### Text passage
※ ※ ※
If you ask Mandy Boesch Kirkpatrick, PhD, BSN’05, conversations about end-of-life care need to begin far earlier than they often do. For both patients and healthcare providers.

“We’re so focused on saving lives that, often, talking about death is sort of taboo, and we’re still struggling to get comfortable with those conversations,” Kirkpatrick says.

Kirkpatrick, associate professor of nursing, has spent much of her career contemplating death and dying. Now, Kirkpatrick has been named a Brooks Scholar, with funding provided thanks to a donation from donor Ella Stradinger Brooks, PhD, BSN’81. The funding comes as part of the College of Nursing’s Center for Faculty, Innovation, Research and Education (FIRE), a virtual center for clinical nursing research improvement.

The Brooks gift will fund a portion of Kirkpatrick’s time as she works on her latest project. Alongside co-principal investigator Meghan Walker Potthoff, PhD, BSN’01, associate professor and holder of the Keough Family Endowed Chair in Nursing, Kirkpatrick is working to establish an interprofessional clinic at Creighton in which students and expert faculty from across disciplines will work with Nebraska patients on planning for the end of their lives.

Initially funded through the Dr. George F. Haddix President’s Faculty Research Fund, the project, called INTERACT, looks to bring together Creighton experts in law, dentistry, business and other disciplines to establish a clinic where students work with aging Nebraskans on advance care planning (ACP), in which patients make treatment decisions prior to a serious diagnosis.

In addition to Kirkpatrick and Potthoff, the team includes: Jennifer Jessen, EdD, BSN’04, assistant professor in the College of Nursing; Laurie Baedke, instructor in the Heider College of Business and director of Healthcare Leadership Programs; Cathy Fox, BSW’09, assistant professor of social work in the College of Arts and Sciences; Victoria Haneman, Frank J. Kellegher Professor of Trusts and Estates in the School of Law; and Beatriz Rodriguez, BSN’16, MPH’22, and current student Sydney Langlois, who serve as research assistants.

We’re so focused on saving lives that, often, talking about death is sort of taboo, and we’re still struggling to get comfortable with those conversations.
— Mandy Kirkpatrick, PhD, BSN’05, RN

“When you envision your death, you probably aren’t thinking, ‘I would like to die in a hospital on a ventilator after rounds and rounds of CPR,’” Kirkpatrick says. “You’d want to die in a place that’s comfortable to you, surrounded by loved ones. And you’d want the people that you love to understand what your wishes are.”
※ ※ ※
### Information given
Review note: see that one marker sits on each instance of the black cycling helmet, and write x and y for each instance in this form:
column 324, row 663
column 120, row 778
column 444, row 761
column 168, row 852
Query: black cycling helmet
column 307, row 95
※ ※ ※
### Prompt 1
Reproduce, word for word, the stretch of the end-of-life care article from "Initially funded through" through "a serious diagnosis.".
### Prompt 2
Carry on the end-of-life care article from the point where it stops.

### Exercise answer 1
Initially funded through the Dr. George F. Haddix President’s Faculty Research Fund, the project, called INTERACT, looks to bring together Creighton experts in law, dentistry, business and other disciplines to establish a clinic where students work with aging Nebraskans on advance care planning (ACP), in which patients make treatment decisions prior to a serious diagnosis.

### Exercise answer 2
The problem, Kirkpatrick says, is that most people don’t want to discuss scenarios like this until it’s too late. Kirkpatrick and her colleagues on the project have found that though 92% of Nebraskans want their treatment wishes to be known when they die, only 1-in-3 have documented what they want their end-of-life care to look like. Nebraskans, she says, are far more likely to engage in estate planning than advance healthcare planning.

Without that documentation, Kirkpatrick says, distraught loved ones are likely to tell healthcare providers to do whatever it takes to keep the patient alive, regardless of how it will impact the patient’s final moments.

So far, Kirkpatrick and the team have been holding focus groups, involving faculty and students on campus and aging Nebraskans affiliated with partner Omaha-area agencies, to uncover what advance care planning resources are already available to the aging population and identify programming needs at Creighton so that the University is equipped to handle the problem.

“These sessions have provided our team with rich qualitative data, which we are currently analyzing for themes and will use to guide the development of our INTERACT clinic intervention,” Kirkpatrick says. “In the proposed clinic, we hope students from across the University will have the chance to engage with faculty who are already experts in the areas of law, business and healthcare, and give them the opportunity to provide a community service, working with aging Nebraskans who will benefit from making these decisions early on.”